Work required: Please carry on the report below about delays to Pfizer vaccine deliveries in the EU, starting after its last sentence.

Extracted text:
----------

Shots developed by Pfizer with its German partner BioNTech began being delivered in the EU at the end of December, but around nine of the 27 EU governments complained of “insufficient” doses at a meeting this week, a participant told Reuters (see 11.28am).
Pfizer initially said deliveries were proceeding on schedule, but today announced there would be a temporary impact on shipments in late January to early February caused by changes to manufacturing processes to boost output (see 12:41pm).
“This situation is unacceptable,” the health and social affairs ministers of six EU states said in a letter to the EU commission about the Pfizer delays.
“Not only does it impact the planned vaccination schedules, it also decreases the credibility of the vaccination process,” the ministers, from Sweden, Denmark, Finland, Lithuania, Latvia and Estonia said.
Germany, Europe’s largest purchaser of the Pfizer vaccine, called the decision surprising and regrettable, while Canada said it was also affected, because its supplies come from a Pfizer factory in Belgium.

----------

Material shown:
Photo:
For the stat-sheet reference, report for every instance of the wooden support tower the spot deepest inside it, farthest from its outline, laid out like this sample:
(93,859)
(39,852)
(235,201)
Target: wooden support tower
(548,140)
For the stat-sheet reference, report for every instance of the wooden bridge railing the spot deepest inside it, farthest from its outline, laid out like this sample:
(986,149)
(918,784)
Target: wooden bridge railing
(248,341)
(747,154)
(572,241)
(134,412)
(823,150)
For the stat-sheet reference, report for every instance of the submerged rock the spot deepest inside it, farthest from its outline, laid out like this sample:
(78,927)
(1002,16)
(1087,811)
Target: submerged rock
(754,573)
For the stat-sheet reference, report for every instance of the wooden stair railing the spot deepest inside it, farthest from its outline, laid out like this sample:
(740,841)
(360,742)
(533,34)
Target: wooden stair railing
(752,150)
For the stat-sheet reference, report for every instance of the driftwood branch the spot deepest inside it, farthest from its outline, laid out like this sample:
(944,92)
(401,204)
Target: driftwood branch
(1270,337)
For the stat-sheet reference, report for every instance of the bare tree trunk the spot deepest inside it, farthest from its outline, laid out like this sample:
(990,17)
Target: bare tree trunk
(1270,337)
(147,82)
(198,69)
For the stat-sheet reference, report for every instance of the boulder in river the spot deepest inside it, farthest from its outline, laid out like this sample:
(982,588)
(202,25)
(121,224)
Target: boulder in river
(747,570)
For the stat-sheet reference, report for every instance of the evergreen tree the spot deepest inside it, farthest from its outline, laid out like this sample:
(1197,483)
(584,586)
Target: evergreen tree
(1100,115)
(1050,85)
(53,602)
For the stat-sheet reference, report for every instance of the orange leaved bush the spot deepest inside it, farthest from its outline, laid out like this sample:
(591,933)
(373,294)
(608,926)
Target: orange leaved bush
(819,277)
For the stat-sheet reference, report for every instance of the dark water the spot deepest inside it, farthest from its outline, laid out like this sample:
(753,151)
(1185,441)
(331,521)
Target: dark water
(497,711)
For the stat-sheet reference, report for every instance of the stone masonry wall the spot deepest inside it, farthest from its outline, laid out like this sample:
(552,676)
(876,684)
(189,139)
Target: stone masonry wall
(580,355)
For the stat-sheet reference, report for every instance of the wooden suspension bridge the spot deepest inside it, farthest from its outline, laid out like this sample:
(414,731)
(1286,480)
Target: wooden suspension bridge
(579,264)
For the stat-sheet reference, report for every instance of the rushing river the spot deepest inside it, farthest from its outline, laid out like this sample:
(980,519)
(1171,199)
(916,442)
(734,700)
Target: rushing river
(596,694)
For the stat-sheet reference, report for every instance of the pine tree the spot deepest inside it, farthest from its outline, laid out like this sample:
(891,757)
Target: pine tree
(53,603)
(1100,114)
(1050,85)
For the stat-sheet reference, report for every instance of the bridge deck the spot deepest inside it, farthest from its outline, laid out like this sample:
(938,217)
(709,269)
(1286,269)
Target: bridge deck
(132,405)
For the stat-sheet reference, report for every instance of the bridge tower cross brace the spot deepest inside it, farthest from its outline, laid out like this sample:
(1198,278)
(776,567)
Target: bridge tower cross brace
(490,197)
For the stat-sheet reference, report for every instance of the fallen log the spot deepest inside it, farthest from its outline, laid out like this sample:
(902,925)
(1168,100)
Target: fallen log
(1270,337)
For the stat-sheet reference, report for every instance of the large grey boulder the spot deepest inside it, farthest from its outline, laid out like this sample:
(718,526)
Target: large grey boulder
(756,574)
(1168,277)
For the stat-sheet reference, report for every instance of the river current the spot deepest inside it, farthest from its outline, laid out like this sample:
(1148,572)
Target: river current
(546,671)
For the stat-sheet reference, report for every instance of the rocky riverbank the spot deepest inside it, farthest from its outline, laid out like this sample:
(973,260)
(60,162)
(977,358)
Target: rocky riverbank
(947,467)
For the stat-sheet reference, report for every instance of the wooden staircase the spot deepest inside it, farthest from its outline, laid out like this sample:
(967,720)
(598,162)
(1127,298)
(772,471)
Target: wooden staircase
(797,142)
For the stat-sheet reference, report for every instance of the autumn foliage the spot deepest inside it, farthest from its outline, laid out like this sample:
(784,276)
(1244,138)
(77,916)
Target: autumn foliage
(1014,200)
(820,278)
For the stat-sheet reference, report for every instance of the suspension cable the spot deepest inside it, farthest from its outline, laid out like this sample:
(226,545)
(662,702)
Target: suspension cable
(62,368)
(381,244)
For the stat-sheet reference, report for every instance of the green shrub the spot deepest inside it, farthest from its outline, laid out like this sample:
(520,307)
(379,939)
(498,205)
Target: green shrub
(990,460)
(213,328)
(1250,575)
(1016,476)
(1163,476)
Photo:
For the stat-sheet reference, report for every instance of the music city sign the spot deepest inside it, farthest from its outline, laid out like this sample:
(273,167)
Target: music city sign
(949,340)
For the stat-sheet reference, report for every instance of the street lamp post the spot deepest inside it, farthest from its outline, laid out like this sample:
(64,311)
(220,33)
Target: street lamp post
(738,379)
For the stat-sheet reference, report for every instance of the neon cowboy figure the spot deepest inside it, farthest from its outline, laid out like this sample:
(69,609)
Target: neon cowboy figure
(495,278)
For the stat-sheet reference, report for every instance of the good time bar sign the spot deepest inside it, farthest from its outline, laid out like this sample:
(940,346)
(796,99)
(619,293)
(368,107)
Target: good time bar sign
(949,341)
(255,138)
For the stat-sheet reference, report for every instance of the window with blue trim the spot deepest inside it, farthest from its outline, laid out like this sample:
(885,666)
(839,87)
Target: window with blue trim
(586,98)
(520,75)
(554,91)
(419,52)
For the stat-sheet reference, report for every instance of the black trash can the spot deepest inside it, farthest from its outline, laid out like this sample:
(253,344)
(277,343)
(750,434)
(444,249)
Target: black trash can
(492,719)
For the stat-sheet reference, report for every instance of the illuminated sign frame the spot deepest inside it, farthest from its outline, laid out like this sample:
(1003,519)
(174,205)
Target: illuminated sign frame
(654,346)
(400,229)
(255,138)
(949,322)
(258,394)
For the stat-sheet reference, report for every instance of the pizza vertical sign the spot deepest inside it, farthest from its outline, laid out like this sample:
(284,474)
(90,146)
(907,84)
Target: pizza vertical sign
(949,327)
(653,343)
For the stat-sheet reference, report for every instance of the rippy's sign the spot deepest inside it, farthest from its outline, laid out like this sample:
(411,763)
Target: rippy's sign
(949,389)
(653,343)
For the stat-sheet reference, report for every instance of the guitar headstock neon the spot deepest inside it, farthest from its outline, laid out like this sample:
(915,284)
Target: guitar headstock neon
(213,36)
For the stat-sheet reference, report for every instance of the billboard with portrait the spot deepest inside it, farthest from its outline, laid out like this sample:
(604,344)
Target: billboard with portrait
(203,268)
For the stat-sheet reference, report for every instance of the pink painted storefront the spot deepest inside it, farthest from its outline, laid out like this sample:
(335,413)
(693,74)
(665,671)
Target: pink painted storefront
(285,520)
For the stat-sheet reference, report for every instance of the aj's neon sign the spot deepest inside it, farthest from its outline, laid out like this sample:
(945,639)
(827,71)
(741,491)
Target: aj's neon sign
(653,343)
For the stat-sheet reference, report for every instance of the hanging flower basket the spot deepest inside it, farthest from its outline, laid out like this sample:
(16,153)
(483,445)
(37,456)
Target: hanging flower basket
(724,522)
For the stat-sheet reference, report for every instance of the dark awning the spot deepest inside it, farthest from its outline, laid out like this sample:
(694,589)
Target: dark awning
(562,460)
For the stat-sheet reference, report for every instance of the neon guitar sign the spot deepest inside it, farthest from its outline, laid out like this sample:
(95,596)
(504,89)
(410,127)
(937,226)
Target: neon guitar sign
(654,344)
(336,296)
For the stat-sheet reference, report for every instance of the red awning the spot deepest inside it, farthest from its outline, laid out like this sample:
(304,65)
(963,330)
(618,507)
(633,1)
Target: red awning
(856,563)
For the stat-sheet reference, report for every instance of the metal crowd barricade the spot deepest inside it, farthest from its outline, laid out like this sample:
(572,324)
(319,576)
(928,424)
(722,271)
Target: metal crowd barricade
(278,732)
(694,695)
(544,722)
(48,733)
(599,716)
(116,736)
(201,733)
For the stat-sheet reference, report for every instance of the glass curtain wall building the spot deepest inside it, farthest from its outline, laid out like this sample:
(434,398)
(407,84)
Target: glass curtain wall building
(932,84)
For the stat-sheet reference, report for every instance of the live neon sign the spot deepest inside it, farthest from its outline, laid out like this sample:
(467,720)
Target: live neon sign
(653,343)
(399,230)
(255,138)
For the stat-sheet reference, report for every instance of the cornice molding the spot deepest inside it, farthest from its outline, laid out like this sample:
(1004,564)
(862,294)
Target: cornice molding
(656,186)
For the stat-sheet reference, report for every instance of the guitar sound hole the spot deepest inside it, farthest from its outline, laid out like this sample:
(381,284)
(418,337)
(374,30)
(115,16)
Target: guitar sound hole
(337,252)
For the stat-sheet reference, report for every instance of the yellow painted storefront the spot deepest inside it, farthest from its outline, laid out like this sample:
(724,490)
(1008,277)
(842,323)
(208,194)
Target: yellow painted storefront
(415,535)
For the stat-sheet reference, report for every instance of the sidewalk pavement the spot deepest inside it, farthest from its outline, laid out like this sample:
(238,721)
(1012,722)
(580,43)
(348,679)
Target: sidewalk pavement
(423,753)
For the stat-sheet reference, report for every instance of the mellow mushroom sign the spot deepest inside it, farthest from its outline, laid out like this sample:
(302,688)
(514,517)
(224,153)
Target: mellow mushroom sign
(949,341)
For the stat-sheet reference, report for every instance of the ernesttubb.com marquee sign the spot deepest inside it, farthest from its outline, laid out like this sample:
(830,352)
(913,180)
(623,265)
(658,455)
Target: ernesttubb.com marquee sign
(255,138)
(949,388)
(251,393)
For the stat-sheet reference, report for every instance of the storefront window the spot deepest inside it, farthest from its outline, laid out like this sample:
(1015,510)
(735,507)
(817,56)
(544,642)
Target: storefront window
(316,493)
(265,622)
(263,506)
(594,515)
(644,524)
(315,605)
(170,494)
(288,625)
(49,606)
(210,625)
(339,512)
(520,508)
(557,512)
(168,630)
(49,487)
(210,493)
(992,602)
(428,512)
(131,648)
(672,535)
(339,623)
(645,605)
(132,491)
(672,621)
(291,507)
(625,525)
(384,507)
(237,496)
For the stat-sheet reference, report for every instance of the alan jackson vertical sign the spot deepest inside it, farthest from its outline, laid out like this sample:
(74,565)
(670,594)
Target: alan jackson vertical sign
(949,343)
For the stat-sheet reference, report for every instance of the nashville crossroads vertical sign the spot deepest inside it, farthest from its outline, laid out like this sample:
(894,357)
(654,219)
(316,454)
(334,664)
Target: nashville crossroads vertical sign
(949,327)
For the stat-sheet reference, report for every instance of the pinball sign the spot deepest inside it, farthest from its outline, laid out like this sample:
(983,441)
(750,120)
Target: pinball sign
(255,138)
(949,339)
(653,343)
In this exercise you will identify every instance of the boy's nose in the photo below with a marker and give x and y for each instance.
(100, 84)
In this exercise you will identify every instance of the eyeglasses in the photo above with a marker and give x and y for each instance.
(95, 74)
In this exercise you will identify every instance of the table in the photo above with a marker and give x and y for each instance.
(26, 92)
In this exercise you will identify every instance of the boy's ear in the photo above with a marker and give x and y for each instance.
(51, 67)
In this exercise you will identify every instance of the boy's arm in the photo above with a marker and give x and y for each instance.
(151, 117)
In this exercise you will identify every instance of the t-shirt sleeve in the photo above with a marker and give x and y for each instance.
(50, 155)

----------

Task result:
Norway and Lithuania had earlier said the company was reducing supplies across Europe. “What we want is for Pfizer-BioNTech to restore their deliveries to the agreed schedule,” Lithuanian health minister Arunas Dulkys told Reuters.
The President of the European Commission Ursula von der Leyen said Pfizer had reassured her that deliveries planned to the EU in the first quarter would not be delayed.
Pfizer, which is trying to deliver millions of doses at a breakneck pace to curb a pandemic that has already killed nearly 2 million people, said its changes would “provide a significant increase in doses in late February and March”.